### Exercise brief
Reproduce the entries below word for word, leaving out any picture.

***** Data for this exercise

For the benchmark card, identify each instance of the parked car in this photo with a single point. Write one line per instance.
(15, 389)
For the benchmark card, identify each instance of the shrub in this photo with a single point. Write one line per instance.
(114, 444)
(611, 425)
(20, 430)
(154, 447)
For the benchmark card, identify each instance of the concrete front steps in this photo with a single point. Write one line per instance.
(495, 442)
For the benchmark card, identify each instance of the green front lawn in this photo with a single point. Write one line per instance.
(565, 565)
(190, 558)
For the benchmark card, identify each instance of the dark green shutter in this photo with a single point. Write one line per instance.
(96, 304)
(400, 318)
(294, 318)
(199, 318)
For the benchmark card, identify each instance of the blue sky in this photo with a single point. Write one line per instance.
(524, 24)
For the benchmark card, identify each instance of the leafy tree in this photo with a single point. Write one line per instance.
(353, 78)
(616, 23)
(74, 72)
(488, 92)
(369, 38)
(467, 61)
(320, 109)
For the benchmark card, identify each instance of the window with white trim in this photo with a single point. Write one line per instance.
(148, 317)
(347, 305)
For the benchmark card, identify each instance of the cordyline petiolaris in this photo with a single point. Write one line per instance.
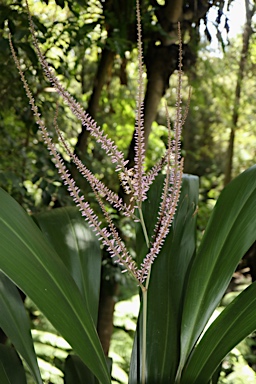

**********

### Solution to this exercise
For the benchmark card, identify each instance of the parked car in this photo with a single point. Write one line per instance.
(15, 389)
For the benchmark card, identify each instance of the shrub in this photo with a single point. Write one line per instance.
(114, 444)
(611, 425)
(20, 430)
(154, 447)
For the benchmark card, identify each instance of the concrete front steps in this photo with a single point. Write one line per instance.
(495, 442)
For the benchmark card, identify each instance of the green front lawn in this photo with a single point. Write one line per instance.
(565, 565)
(190, 558)
For the benchmark card, identify each instance of the dark green shutter in this photo with a single point. Write one line per instance.
(96, 304)
(400, 318)
(294, 318)
(199, 318)
For the benchmark card, identify each instance of the blue sky in this photo with a single point. Write one line per instance.
(524, 24)
For the benchmark card, identify each instance of the leafy tree in this photo with a single point. Write one line per instance.
(353, 78)
(616, 23)
(74, 72)
(488, 92)
(369, 38)
(467, 61)
(320, 109)
For the benchmark card, identify each instance of the window with white trim in this photo with a single point. Write one line per instance.
(148, 317)
(347, 305)
For the benchmark card, identify each instance of the cordyline petiolaris in this photo with a single point. Write one line per instance.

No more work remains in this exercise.